» **Description of the task**
Each line below should be repeated exactly, but no picture should be carried over.

Image-grounded pointing data:
──────────────────────────────
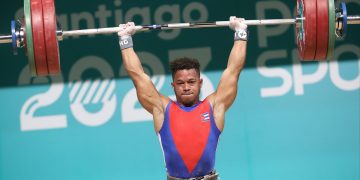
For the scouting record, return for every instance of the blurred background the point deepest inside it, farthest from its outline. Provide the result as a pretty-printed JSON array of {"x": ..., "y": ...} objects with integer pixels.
[{"x": 291, "y": 120}]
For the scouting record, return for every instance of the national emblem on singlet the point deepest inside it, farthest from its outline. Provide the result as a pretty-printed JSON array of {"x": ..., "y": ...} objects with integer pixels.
[{"x": 189, "y": 138}]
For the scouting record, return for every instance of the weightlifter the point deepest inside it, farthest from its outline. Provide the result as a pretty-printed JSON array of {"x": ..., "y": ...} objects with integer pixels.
[{"x": 188, "y": 128}]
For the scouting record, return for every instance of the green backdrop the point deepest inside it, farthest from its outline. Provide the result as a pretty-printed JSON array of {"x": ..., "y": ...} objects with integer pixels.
[{"x": 291, "y": 120}]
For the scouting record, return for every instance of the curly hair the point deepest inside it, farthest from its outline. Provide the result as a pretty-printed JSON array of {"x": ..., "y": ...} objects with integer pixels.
[{"x": 184, "y": 63}]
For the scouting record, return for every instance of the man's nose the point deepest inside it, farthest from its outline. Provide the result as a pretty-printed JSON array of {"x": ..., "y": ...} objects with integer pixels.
[{"x": 186, "y": 87}]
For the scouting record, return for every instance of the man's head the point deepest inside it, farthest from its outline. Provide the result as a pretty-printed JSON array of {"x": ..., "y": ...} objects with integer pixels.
[{"x": 186, "y": 80}]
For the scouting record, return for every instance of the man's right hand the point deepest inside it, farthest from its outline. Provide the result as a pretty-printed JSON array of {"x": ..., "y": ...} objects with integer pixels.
[
  {"x": 127, "y": 29},
  {"x": 125, "y": 33}
]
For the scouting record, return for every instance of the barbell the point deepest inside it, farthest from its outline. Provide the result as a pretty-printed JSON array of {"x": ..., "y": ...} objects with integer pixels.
[{"x": 318, "y": 24}]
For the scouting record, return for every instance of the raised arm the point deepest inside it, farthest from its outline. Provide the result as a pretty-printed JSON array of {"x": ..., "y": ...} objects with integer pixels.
[
  {"x": 226, "y": 91},
  {"x": 147, "y": 94}
]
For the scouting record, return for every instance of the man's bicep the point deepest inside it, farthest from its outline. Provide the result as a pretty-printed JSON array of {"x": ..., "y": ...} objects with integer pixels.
[{"x": 147, "y": 93}]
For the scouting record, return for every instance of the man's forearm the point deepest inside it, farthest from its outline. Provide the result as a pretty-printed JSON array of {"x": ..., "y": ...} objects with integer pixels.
[
  {"x": 237, "y": 56},
  {"x": 131, "y": 62}
]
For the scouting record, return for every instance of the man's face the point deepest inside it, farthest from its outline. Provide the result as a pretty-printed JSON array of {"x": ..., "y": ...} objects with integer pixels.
[{"x": 187, "y": 85}]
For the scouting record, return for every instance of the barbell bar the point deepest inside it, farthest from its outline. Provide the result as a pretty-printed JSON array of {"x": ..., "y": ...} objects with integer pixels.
[{"x": 317, "y": 23}]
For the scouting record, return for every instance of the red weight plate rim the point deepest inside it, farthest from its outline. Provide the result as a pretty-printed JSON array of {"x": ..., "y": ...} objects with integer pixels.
[
  {"x": 52, "y": 46},
  {"x": 38, "y": 37},
  {"x": 307, "y": 44},
  {"x": 322, "y": 29}
]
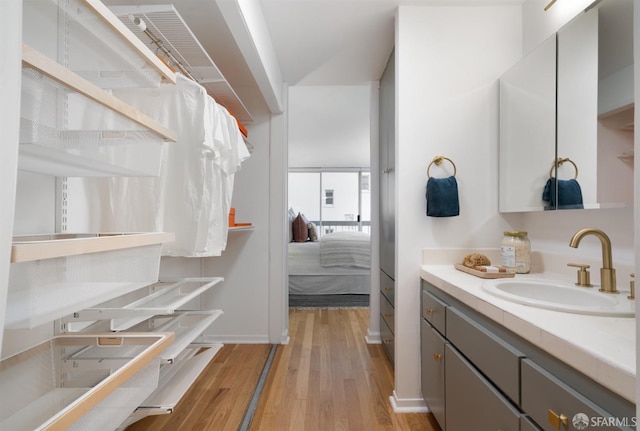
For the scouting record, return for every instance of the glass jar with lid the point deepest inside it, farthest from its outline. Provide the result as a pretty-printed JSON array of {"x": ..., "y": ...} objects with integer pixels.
[{"x": 515, "y": 252}]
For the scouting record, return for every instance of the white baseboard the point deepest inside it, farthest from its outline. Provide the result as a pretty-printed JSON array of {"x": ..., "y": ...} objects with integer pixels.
[
  {"x": 373, "y": 337},
  {"x": 237, "y": 339},
  {"x": 408, "y": 405}
]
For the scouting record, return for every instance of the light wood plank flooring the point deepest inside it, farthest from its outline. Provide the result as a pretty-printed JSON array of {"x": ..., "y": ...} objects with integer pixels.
[{"x": 326, "y": 378}]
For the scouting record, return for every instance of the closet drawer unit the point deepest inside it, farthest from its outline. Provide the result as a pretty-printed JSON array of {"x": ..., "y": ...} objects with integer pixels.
[
  {"x": 388, "y": 341},
  {"x": 473, "y": 403},
  {"x": 386, "y": 312},
  {"x": 387, "y": 287},
  {"x": 433, "y": 310},
  {"x": 550, "y": 402},
  {"x": 497, "y": 360}
]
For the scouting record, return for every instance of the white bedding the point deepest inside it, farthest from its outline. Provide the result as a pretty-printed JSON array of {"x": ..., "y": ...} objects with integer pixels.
[
  {"x": 308, "y": 277},
  {"x": 345, "y": 249},
  {"x": 304, "y": 259}
]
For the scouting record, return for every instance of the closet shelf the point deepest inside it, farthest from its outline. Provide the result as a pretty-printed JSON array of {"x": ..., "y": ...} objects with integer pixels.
──────────────────────────────
» **Reply**
For the scouting record, return for every instance of the blurred background the point deepest inside it, farthest from its outline. Provide the result as a pretty-printed JSON array of {"x": ..., "y": ...} objects with integer pixels.
[{"x": 291, "y": 120}]
For the scouting record, return for every instance of the national emblem on singlet the point deepest inside it, farthest from its outline. Provide the result as a pretty-printed JSON array of {"x": ..., "y": ...} objects with integer pixels.
[{"x": 189, "y": 138}]
For the scouting record, return for every instance of the weightlifter the point deepest inside it, farthest from its outline. Provide the result as a pretty-printed JSON array of {"x": ..., "y": ...} objects with integer pixels.
[{"x": 188, "y": 128}]
For the scouting record, return for every instance of the green backdrop the point deepest inside it, farthest from its outline. Provide the result as a pretty-printed JSON array of {"x": ..., "y": ...} objects with integer pixels.
[{"x": 291, "y": 120}]
For the scouting record, return for every instance of the curly hair the point deepest inside it, farthest from its outline. Provide the result as a pretty-printed JSON array of {"x": ..., "y": ...} objects with integer pixels.
[{"x": 184, "y": 63}]
For the scouting record, return for every instance of the man's nose the point deepest inside it, farthest from its outline. Provide the result as a pretty-printed JSON array of {"x": ..., "y": ...} objects with integer pixels.
[{"x": 186, "y": 87}]
For the scouting record, return for every instance of the man's head the point deepest inside it, farthest from its outline. Provide the result as a pretty-printed JSON array of {"x": ..., "y": ...} objects with integer pixels.
[{"x": 186, "y": 80}]
For the scouting record, return for every instance of the man's right hand the point deepest inside it, farthest from its outline. Provide the result as a pretty-printed JSON array of {"x": ..., "y": ...} objects with integer pixels.
[
  {"x": 127, "y": 29},
  {"x": 125, "y": 33}
]
For the scouting record, return for every instance of the barbell the point deepest inside it, farthest from its outline. Provide the result as a pretty-printed JSON array of {"x": ..., "y": ...} objects with integer pixels.
[{"x": 318, "y": 24}]
For the scouting record, return for every instance of the raised arm the point deepest inside it, farthest from its outline. Provide the result as a pretty-printed JSON array of {"x": ..., "y": ...} objects with integer pixels.
[
  {"x": 226, "y": 91},
  {"x": 147, "y": 94}
]
For the scouting record, return for every instance of the man's bicep the point deepest inside it, farthest from its outline. Provide the result as a pretty-printed JSON array of {"x": ..., "y": ...} objects with integer pixels.
[{"x": 147, "y": 93}]
For the scouting record, return for every instance of the man's forearm the point deepest inside it, farthest from its outline. Provide the result as a pretty-printed JSON array of {"x": ..., "y": ...} objects with integer pixels.
[
  {"x": 237, "y": 56},
  {"x": 131, "y": 62}
]
For the scouting record, return for every instance of the man's face the point deepest inside it, farthest from its outline. Provide the result as a pretty-printed JSON array of {"x": ..., "y": ...} objects with integer pixels.
[{"x": 187, "y": 85}]
For the scouting record, return for every instance of the barbell bar the point deepest inside it, farthest from its outline. Provide the result as a pretty-printed JSON array of {"x": ..., "y": ...} objects with integer pixels.
[{"x": 317, "y": 23}]
For the scouting record, return for every instance of the red weight plate rim the point deepest inside it, farthest from its outline. Provide the result as a pretty-printed JSON array of {"x": ..., "y": ...} objects with integer pixels.
[
  {"x": 52, "y": 46},
  {"x": 38, "y": 37},
  {"x": 307, "y": 44},
  {"x": 322, "y": 29}
]
For the scouting record, return for every instance of the glass jar with lid the point deepest inside it, farthest from its outline. Provide the result as a pretty-printed JSON array of {"x": ..., "y": ...} objects with integer pixels.
[{"x": 515, "y": 252}]
For the scouting record, return for every instance of the white baseboard the point deepest inside it, farthest from its outline. Provide the result as a pretty-printed JSON array of {"x": ..., "y": ...} objects with integer pixels.
[
  {"x": 373, "y": 337},
  {"x": 237, "y": 339},
  {"x": 408, "y": 405}
]
For the scouting record, return for every instance of the light wood plank flooring the point deepest inside it, farthest from its outline. Provide the result as a pretty-printed JSON array of {"x": ..., "y": ...} objects with integer pixels.
[{"x": 326, "y": 378}]
For the scouting record, return for every instance of the closet drawer unit the point deepest inside it, farthest from its outline. Provide the result as a pretty-printed JSON array of {"x": ..., "y": ...} objects with integer pixels.
[
  {"x": 388, "y": 341},
  {"x": 473, "y": 403},
  {"x": 386, "y": 312},
  {"x": 387, "y": 287},
  {"x": 433, "y": 310},
  {"x": 550, "y": 402},
  {"x": 497, "y": 360}
]
For the scouting record, return for every instance of the white bedding the point deepest inside it, farthest from its outline. Provide the result as a pretty-printed JSON array of {"x": ..., "y": ...} objects with integer pixels.
[
  {"x": 308, "y": 277},
  {"x": 345, "y": 249},
  {"x": 304, "y": 259}
]
For the scouting record, return for every instance of the closet shelf the point deepest inside it, farthest from its outline. Provide the result as a pretty-printed JSON array of {"x": ..., "y": ...} objects with integer pixels.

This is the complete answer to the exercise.